■ Direction
Every entry must be copied word for word.

■ Collection entries
= = = =
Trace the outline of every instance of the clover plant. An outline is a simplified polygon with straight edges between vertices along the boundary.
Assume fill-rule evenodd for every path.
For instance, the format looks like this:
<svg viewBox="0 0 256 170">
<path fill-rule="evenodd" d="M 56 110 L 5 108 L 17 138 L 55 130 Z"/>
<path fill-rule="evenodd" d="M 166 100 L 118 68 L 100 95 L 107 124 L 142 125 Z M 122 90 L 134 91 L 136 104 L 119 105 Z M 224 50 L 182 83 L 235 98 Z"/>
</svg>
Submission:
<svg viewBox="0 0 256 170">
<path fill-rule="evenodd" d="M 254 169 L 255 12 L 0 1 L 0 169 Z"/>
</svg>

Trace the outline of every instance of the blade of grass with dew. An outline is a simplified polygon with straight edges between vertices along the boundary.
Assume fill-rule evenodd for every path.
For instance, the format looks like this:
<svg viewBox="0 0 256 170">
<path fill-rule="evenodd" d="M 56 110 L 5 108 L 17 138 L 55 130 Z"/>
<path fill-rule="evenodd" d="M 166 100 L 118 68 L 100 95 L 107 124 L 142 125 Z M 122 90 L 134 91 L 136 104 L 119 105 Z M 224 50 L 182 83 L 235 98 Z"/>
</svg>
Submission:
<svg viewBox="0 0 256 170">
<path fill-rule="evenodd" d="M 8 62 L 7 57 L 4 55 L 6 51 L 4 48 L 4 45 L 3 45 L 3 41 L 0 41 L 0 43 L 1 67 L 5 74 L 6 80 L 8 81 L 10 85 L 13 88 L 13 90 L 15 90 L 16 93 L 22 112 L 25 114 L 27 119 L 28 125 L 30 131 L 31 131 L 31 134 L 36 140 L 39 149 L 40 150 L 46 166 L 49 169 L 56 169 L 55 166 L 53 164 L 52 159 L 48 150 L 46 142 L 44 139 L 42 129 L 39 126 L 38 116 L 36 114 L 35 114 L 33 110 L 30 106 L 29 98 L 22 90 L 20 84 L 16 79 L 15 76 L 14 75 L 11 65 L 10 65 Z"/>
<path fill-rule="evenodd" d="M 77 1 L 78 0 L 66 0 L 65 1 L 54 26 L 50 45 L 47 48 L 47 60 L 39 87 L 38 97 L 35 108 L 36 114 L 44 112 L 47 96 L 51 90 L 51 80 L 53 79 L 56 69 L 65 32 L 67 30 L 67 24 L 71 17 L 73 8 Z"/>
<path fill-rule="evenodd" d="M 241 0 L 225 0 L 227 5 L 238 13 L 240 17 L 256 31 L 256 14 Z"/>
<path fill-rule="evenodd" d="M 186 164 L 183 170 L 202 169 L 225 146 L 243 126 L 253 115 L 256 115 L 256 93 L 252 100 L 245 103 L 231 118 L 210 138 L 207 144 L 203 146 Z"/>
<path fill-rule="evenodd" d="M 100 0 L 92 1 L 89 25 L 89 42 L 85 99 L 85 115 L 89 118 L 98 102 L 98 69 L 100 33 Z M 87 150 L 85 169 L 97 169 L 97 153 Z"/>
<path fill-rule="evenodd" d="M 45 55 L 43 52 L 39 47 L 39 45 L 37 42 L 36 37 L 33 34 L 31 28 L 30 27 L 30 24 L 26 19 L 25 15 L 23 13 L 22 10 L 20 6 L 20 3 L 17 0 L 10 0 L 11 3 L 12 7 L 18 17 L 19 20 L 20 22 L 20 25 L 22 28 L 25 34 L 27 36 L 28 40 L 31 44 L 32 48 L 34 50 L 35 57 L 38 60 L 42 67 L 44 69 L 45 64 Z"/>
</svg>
= = = =
■ In response
Trace the outline of every instance of the clover plant. An outline is a simplified polygon with straight edges between vertices along the boundary.
Assume fill-rule evenodd for every path.
For instance, the format looks like this:
<svg viewBox="0 0 256 170">
<path fill-rule="evenodd" d="M 56 110 L 5 108 L 17 138 L 55 130 Z"/>
<path fill-rule="evenodd" d="M 166 100 L 118 68 L 100 95 L 107 124 L 142 125 Z M 122 90 L 134 91 L 136 104 L 119 105 Z M 224 50 L 182 83 L 235 98 Z"/>
</svg>
Submission:
<svg viewBox="0 0 256 170">
<path fill-rule="evenodd" d="M 254 169 L 255 12 L 0 1 L 0 169 Z"/>
</svg>

Trace the outline of every instance of the blade of grass with dew. An outline is a simplified polygon with straight edges between vertices along the boundary.
Assume fill-rule evenodd for every path.
For instance, the format looks like this:
<svg viewBox="0 0 256 170">
<path fill-rule="evenodd" d="M 56 110 L 5 108 L 17 138 L 55 130 Z"/>
<path fill-rule="evenodd" d="M 166 100 L 118 68 L 100 95 L 107 124 L 142 125 Z M 122 90 L 134 91 L 136 104 L 119 105 Z M 224 50 L 182 83 L 235 98 Z"/>
</svg>
Submission:
<svg viewBox="0 0 256 170">
<path fill-rule="evenodd" d="M 8 62 L 7 57 L 4 55 L 6 51 L 4 48 L 4 45 L 3 45 L 3 41 L 0 41 L 0 43 L 1 67 L 5 74 L 6 80 L 8 81 L 10 85 L 13 88 L 13 90 L 15 90 L 16 93 L 22 112 L 25 114 L 27 119 L 28 125 L 30 131 L 31 131 L 31 134 L 36 140 L 39 149 L 40 150 L 46 166 L 49 169 L 56 169 L 55 166 L 53 164 L 52 159 L 48 150 L 46 142 L 44 139 L 42 129 L 39 126 L 38 116 L 36 114 L 35 114 L 33 110 L 30 106 L 29 98 L 22 90 L 20 84 L 16 79 L 15 76 L 14 75 L 11 65 L 10 65 Z"/>
<path fill-rule="evenodd" d="M 77 1 L 78 0 L 66 0 L 65 1 L 54 26 L 50 45 L 47 48 L 47 60 L 39 87 L 38 97 L 35 108 L 36 114 L 44 112 L 47 96 L 51 90 L 51 80 L 53 79 L 56 69 L 65 32 L 67 30 L 67 24 L 71 17 L 73 8 Z"/>
<path fill-rule="evenodd" d="M 241 0 L 225 0 L 227 5 L 238 13 L 240 17 L 256 31 L 256 14 Z"/>
<path fill-rule="evenodd" d="M 186 164 L 183 170 L 202 169 L 225 146 L 243 126 L 253 115 L 256 115 L 256 93 L 252 100 L 245 103 L 231 118 L 210 138 L 207 144 L 203 146 Z"/>
<path fill-rule="evenodd" d="M 100 0 L 92 1 L 89 25 L 89 42 L 85 99 L 85 115 L 89 118 L 98 102 L 98 69 L 100 33 Z M 87 150 L 85 169 L 97 169 L 97 153 Z"/>
<path fill-rule="evenodd" d="M 45 55 L 43 52 L 39 47 L 39 45 L 37 42 L 36 37 L 33 34 L 31 28 L 30 27 L 30 24 L 26 19 L 25 15 L 23 13 L 22 10 L 20 6 L 20 3 L 17 0 L 10 0 L 11 3 L 12 7 L 18 17 L 19 20 L 20 22 L 20 25 L 22 28 L 25 34 L 27 36 L 28 40 L 31 44 L 32 48 L 34 50 L 35 57 L 38 60 L 42 67 L 44 69 L 45 64 Z"/>
</svg>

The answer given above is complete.